▶ **TASK OBJECTIVE**
Copy the material below exactly, but only from the line with "Each instance receives one keypoint. Annotate the green yarn" onward, the final line included.

▶ **STORED DATA**

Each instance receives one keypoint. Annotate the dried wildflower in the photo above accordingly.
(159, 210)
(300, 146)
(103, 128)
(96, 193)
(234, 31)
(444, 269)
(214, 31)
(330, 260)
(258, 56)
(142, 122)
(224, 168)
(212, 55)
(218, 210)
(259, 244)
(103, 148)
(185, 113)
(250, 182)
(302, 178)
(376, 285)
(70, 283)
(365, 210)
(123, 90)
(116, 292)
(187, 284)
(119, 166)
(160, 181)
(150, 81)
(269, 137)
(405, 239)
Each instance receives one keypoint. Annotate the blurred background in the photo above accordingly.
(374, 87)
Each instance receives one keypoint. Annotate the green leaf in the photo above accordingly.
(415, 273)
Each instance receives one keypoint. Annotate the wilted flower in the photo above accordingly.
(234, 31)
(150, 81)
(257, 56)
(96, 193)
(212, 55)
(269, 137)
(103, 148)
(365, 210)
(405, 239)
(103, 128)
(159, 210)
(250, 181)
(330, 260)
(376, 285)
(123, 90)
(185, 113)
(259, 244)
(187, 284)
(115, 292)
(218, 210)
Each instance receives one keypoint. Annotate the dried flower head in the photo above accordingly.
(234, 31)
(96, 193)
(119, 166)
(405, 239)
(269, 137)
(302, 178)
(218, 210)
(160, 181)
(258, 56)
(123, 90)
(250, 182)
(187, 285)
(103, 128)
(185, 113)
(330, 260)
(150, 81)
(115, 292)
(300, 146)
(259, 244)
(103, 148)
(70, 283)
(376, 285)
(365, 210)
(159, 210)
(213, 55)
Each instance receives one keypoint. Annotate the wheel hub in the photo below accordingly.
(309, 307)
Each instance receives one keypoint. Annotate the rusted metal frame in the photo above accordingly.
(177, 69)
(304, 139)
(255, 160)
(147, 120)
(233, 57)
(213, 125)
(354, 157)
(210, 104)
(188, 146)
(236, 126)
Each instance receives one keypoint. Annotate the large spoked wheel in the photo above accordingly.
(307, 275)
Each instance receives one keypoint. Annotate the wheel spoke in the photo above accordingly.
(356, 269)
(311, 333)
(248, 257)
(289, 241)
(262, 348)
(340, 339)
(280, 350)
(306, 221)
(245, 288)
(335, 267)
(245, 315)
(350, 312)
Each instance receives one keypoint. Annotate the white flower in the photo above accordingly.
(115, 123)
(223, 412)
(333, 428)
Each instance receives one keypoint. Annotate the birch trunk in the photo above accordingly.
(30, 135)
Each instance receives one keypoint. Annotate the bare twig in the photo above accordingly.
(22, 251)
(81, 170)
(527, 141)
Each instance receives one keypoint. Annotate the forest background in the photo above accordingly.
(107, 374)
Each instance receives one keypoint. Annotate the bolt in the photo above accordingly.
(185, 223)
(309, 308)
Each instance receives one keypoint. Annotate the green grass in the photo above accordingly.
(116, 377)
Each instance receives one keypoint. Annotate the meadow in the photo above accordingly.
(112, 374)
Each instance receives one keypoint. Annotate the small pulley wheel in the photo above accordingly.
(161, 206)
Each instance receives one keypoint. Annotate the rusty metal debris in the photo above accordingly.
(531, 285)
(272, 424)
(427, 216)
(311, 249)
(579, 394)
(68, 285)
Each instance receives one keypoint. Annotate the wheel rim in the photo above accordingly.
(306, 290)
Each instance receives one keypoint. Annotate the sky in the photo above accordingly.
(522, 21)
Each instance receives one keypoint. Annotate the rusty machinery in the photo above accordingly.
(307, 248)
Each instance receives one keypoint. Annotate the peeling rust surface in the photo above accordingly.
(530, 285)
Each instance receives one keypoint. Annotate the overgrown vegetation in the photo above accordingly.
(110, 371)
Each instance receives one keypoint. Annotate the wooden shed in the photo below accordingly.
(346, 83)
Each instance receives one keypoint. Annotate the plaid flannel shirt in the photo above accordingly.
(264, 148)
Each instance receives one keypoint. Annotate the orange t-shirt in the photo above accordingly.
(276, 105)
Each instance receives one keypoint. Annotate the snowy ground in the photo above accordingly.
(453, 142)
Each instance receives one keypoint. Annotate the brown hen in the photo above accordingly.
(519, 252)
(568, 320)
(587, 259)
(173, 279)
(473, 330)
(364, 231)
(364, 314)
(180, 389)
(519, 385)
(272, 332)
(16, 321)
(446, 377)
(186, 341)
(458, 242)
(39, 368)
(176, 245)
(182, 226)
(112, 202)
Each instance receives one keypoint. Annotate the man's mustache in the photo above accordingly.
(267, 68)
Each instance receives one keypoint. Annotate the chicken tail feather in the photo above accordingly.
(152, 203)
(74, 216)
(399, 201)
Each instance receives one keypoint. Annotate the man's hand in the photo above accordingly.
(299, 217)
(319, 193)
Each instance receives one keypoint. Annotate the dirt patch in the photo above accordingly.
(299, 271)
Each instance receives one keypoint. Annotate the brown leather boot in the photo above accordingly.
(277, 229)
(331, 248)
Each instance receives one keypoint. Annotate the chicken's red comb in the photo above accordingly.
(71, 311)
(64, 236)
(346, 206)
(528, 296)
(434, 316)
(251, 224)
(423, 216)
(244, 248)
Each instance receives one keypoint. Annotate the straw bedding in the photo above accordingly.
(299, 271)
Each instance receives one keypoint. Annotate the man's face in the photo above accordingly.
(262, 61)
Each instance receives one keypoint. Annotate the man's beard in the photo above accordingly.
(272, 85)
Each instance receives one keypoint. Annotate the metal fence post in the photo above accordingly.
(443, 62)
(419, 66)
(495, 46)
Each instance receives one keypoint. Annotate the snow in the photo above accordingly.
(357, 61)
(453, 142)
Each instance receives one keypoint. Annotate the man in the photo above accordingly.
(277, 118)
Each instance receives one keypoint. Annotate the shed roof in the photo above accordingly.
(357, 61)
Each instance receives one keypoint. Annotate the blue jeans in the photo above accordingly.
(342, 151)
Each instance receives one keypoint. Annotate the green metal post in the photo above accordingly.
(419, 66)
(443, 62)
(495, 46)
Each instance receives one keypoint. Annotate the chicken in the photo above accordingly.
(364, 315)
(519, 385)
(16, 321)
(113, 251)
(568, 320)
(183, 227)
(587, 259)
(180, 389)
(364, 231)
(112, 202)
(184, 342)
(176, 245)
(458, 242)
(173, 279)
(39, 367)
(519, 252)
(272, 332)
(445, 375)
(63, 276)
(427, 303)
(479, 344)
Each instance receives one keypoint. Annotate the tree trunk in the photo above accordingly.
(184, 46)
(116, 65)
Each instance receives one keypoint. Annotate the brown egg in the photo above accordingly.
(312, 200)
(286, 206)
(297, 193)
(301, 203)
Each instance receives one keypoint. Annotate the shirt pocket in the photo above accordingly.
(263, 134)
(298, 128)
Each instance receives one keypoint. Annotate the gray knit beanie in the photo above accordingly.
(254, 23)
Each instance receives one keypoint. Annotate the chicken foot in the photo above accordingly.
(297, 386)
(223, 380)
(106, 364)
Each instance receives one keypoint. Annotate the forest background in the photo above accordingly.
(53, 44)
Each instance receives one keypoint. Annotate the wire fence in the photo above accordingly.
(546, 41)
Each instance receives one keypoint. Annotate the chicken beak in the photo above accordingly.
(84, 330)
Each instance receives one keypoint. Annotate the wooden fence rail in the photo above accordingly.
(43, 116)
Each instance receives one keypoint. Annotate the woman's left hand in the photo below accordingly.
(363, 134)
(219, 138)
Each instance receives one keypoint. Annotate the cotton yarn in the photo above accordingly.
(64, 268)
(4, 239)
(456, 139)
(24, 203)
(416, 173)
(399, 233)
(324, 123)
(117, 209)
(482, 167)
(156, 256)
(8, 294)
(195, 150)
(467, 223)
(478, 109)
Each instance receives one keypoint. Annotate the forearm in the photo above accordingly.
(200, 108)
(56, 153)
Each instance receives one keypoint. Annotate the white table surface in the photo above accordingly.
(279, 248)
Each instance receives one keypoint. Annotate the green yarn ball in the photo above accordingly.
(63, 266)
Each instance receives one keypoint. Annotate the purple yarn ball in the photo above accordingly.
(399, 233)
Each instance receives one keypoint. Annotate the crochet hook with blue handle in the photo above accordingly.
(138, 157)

▶ **ANSWER FOR THIS EXERCISE**
Each instance receives one keypoint. Annotate the green yarn ball in the photo above accordingly.
(63, 266)
Each instance receives one keypoint. Annotate the purple yarn ball in the photo above accordingly.
(399, 233)
Each instance receives one keypoint. Annotate the crochet hook with blue handle in the photo above accordingly.
(138, 157)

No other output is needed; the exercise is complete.